Goal of the exercise
Once the line containing "standing on deck" is located, give it again exactly, together with each line that follows it to the end of the entries, and add nothing else.

─── Data for this exercise

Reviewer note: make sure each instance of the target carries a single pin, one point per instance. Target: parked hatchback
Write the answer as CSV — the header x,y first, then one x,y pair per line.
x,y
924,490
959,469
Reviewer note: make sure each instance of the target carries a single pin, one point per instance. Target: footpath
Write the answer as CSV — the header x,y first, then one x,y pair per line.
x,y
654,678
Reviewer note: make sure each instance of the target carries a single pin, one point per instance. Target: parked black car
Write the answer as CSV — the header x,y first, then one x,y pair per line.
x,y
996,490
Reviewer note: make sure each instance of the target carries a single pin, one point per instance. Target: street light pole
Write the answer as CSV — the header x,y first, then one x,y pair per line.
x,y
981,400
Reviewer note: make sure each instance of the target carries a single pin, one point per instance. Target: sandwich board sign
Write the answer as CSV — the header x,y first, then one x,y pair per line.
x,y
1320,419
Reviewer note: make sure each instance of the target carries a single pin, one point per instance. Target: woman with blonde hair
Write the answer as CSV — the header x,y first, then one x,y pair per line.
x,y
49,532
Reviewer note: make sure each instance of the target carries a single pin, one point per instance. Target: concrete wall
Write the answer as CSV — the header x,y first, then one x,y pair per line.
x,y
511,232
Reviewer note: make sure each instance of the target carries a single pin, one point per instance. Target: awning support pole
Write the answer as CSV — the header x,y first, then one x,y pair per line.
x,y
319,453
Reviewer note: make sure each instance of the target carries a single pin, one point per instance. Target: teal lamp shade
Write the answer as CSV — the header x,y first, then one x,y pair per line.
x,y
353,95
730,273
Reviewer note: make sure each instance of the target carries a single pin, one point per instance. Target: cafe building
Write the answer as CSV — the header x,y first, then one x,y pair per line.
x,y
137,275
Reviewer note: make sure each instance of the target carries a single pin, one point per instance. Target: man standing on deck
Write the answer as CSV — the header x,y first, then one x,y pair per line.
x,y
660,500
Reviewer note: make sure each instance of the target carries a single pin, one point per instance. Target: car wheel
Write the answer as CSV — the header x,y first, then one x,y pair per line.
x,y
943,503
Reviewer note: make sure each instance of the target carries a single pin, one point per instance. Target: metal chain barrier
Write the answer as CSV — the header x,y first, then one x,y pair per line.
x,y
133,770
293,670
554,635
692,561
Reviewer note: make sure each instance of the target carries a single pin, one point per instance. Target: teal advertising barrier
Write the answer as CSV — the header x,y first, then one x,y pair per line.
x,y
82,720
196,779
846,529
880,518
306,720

──────

Final answer
Reviewer note: make sure each instance of the target carries a single pin, one point per instance. Target: man standing on deck
Write the answer as CSV — the header x,y first, then one x,y pair per line.
x,y
660,500
Reviewer note: make sure each instance of the target carries a single pin, one point per instance. Target: car wheel
Write the answer as CSV — the header x,y first, then one x,y pair per line.
x,y
943,503
Reviewer note: make sure each instance of the target carries a single pin, one point per instance. Target: metal chain barrier
Write the answer as CSV — the header x,y first, then one x,y pair per line.
x,y
133,770
293,670
554,635
692,561
Reviewer note: make sure each instance of the target carries a single pin, one point per instance. Target: teal advertising barrier
Write the answer as CSV — the header x,y first, then one x,y pair per line.
x,y
82,720
196,779
846,529
880,518
306,720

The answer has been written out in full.